Collected data
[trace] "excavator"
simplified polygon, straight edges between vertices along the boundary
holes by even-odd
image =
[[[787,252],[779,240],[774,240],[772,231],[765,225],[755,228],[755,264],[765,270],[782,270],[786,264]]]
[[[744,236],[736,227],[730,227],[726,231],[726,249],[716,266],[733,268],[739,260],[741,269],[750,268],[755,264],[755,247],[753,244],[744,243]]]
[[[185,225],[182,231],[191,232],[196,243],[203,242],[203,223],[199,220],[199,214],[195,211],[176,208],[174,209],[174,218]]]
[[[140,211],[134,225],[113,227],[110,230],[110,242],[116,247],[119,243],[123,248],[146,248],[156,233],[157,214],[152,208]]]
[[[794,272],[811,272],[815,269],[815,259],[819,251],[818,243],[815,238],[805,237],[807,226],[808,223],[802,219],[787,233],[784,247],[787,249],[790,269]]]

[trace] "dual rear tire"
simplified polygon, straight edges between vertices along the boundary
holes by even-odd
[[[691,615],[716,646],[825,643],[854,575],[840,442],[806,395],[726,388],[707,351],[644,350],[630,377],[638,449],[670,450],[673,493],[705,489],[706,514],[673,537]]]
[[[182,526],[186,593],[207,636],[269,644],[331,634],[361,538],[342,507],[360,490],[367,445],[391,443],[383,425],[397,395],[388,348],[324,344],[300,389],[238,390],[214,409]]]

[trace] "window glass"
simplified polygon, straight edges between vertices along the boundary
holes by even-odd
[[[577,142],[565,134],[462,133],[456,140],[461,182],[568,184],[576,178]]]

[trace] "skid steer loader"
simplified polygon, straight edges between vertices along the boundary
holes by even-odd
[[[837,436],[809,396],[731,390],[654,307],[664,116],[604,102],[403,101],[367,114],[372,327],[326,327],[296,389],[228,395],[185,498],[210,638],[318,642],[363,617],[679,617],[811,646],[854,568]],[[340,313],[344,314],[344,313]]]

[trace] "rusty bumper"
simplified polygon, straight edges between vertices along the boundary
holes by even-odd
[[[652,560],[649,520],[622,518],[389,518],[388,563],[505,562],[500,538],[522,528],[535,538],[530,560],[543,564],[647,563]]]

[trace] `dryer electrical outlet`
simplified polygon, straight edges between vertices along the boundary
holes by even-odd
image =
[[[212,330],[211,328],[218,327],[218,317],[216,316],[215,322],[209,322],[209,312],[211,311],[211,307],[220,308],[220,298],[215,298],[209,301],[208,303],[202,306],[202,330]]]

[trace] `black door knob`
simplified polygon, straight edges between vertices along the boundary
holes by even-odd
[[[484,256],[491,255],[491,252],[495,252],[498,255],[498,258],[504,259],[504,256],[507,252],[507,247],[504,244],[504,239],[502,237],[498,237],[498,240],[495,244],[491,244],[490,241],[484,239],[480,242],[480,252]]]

Problem to solve: In the records above, find each line holding "trace" and copy it.

Exercise output:
[trace] "excavator"
[trace] "dual rear tire"
[trace] "window glass"
[trace] "skid steer loader"
[trace] "rusty bumper"
[trace] `dryer electrical outlet`
[trace] `black door knob`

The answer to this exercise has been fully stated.